Location identification entries
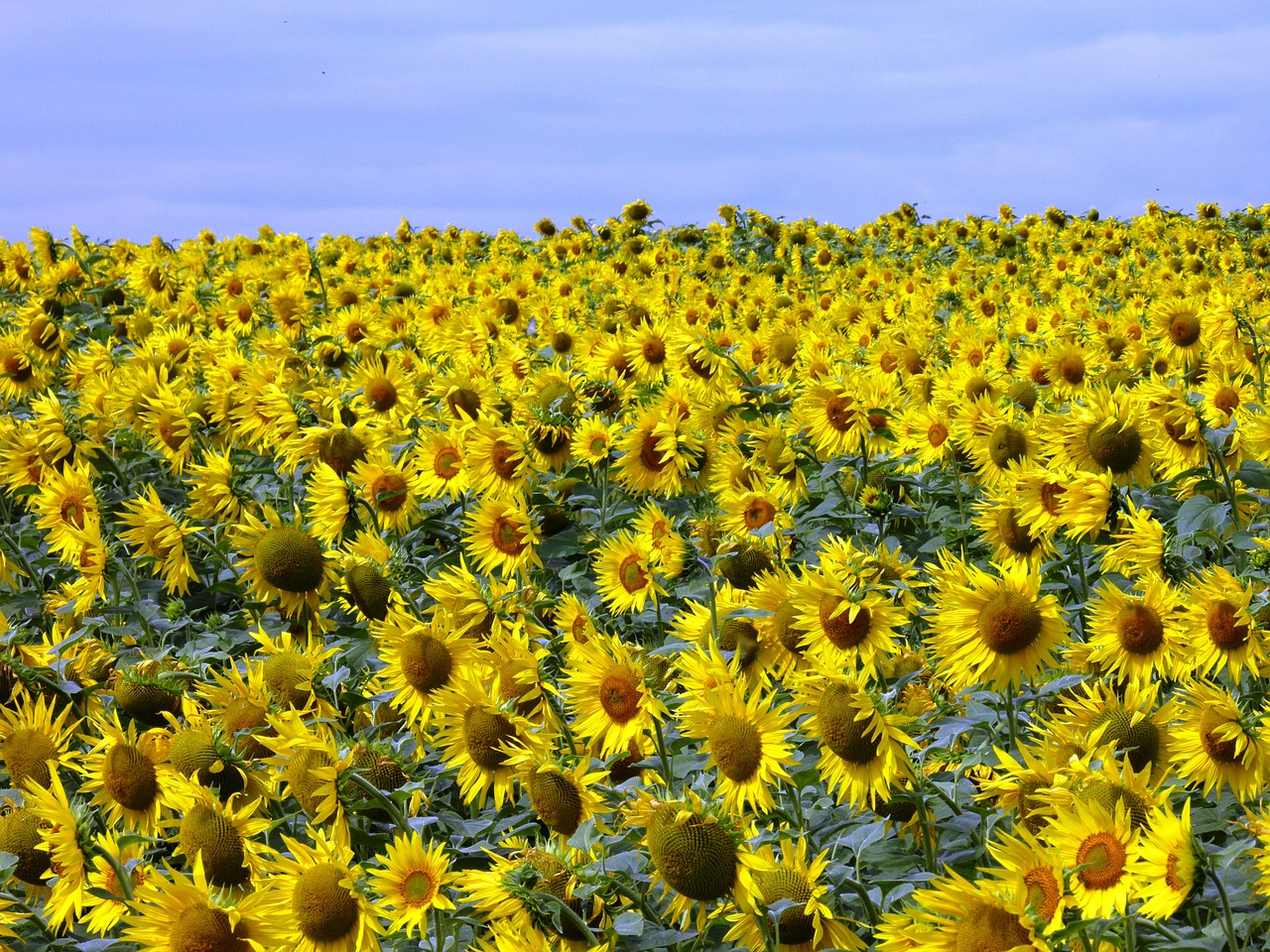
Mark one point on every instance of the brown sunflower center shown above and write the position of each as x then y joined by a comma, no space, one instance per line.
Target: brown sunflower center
1102,856
1184,327
844,731
390,492
989,928
737,748
325,910
203,929
1223,627
1139,630
841,626
631,574
1008,622
695,858
1115,445
130,777
484,735
557,800
1006,444
290,560
620,694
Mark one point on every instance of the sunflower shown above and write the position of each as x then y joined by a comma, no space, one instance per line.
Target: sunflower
500,535
1098,848
412,881
35,740
562,788
748,747
127,774
282,562
1035,875
1167,864
178,911
608,697
1135,636
316,890
64,828
993,631
802,928
1215,744
698,855
220,837
625,571
160,538
480,737
862,754
1219,629
420,658
390,489
956,915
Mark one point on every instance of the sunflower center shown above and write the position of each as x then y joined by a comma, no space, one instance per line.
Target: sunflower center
1139,629
324,909
203,929
737,748
1115,445
1014,534
557,801
1006,444
444,463
1102,856
1223,627
206,830
758,513
1141,740
697,858
286,675
1008,622
381,395
26,756
504,461
783,883
390,492
989,928
507,536
631,574
843,629
418,888
1184,329
620,696
837,413
844,733
130,777
1044,892
484,734
290,560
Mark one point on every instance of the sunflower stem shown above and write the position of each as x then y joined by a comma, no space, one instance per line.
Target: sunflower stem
1227,919
381,797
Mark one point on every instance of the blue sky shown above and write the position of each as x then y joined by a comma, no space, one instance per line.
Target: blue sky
134,118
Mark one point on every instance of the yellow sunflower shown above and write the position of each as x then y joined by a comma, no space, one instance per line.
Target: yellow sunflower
500,535
317,892
801,928
412,881
282,562
748,747
992,631
1098,848
177,911
608,697
862,754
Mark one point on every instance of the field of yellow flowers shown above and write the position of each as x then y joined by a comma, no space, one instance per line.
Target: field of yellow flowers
767,585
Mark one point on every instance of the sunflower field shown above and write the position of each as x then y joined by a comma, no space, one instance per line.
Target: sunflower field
767,585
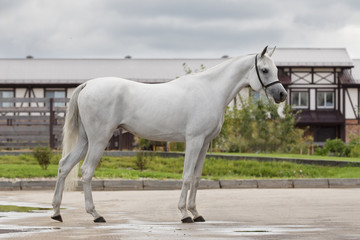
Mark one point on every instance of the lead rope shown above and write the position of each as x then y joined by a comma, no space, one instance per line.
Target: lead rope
262,84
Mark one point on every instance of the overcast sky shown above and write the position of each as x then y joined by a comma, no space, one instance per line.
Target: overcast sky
172,28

→ **EXERCISE REQUIREMENTS**: Reproduce everything in the records from the line containing "Mark one point on every instance of the sunflower center" down to the end of the records, both ends included, with the pictures left out.

→ **COMPLETE RESPONSE**:
Mark one point on every instance of the sunflower center shown above and write the position of each as x then y joined by a comma, no space, one instance per line.
Target: sunflower center
1139,629
324,909
203,929
737,748
1115,445
1014,534
557,801
1006,444
444,463
1102,856
1223,627
206,830
758,513
1141,740
697,858
286,675
1008,622
381,395
26,756
504,461
783,883
390,492
989,928
507,536
631,574
843,629
418,888
1184,329
620,696
837,413
844,733
130,777
1044,892
484,734
290,560
Mark one point on every instance of the sunflower stem shown above and write the position of each as x then y joined by a comma, no space, one instance per line.
Target: sunflower stem
1227,919
381,797
Mark one point on every instance of the blue sky shown above and write the position of each as x then y joined by a comma, no space, one instance per line.
Target: blue sky
134,118
Mark one point on every instance of the yellow sunflower shown above and write the position of each as x then y joined by a comma, no space, one instance per line.
Target: yellow sunflower
500,535
317,892
801,928
412,881
282,562
748,747
992,631
1098,848
177,911
608,697
862,754
Mark one point on every instance of the field of yellow flowers shown above and write the position of each as x then y joined by a comma, no space, one instance per line.
Target: field of yellow flowers
767,585
Mark one point on every instance of the sunflower field shown above and write the position of each as x then y joined by a comma, no space, one instance per line.
Target: sunflower field
767,585
Mark one point on every instance of the lead rope shown above and write the position of each as x then y joined by a comma, no space, one instance per line.
Target: lead rope
262,84
Mark one point on every instance of the overcast sky shown above and write the position of each as x then y joined by a comma, no space, one instance per line.
Target: overcast sky
172,28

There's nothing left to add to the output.